- [EXCERPTED TEXT]
★ ★ ★
# Seafood Stuffed Pork Chops (Cajun Corner)



## Brainbucket (Mar 30, 2015)

4 pork chops 1 1/2 inch thick each
1/2 teaspoon Worcestershire sauce
1/4 teaspoon red pepper
1/8 teaspoon white pepper


Stuffing:
1/2 stick butter
1 onion chopped
1 rib celery chopped
1 cup chopped fresh mushrooms
2 tablespoons chopped green onions
2 toes garlic minced
1 tablespoon chopped parsley
1/2 bell pepper chopped
1/2 teaspoon Worcestershire sauce
1/2 cup deveined shrimp
1/2 cup Italian bread crumbs
8 oz. milk
2 egg whites


Melt butter and sauté onion, celery, bell pepper, and mushrooms.
Add green onions, parsley, garlic, and Worcestershire sauce. Sauté 2 minutes. Add shrimp, sauté 2 minutes. Add milk, egg whites, and bread crumbs. Simmer 3 minutes.
Cut horizontal pockets in pork chops and add equal portions of stuffing. Sprinkle with Worcestershire sauce and pepper.
Bake in preheated oven, 350 degrees, for 1 hour to 1 hour 15 minutes. :vs_cool:


----------



## BayouRunner (Feb 5, 2016)

I might give this one a try. Thanks Clutch


Sent from my iPhone using Tapatalk


----------



## Windows on Wash (Aug 30, 2011)

When you gonna start cooking cause all you are doing is making me hungry


----------



## RockyMtBeerMan (Dec 12, 2018)

Mind. Blown.

*wipes drool on sleeve*

This is a keeper!


----------
★ ★ ★
- [DATA LINES]
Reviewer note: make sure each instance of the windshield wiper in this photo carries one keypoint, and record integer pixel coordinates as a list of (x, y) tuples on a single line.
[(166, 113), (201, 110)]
★ ★ ★
- [WHAT NEEDS TO BE DONE]
Retype the seafood stuffed pork chops thread word for word, from "Add green onions, parsley, garlic, and" to "Simmer 3 minutes.".

- [SOLVED PROBLEM]
Add green onions, parsley, garlic, and Worcestershire sauce. Sauté 2 minutes. Add shrimp, sauté 2 minutes. Add milk, egg whites, and bread crumbs. Simmer 3 minutes.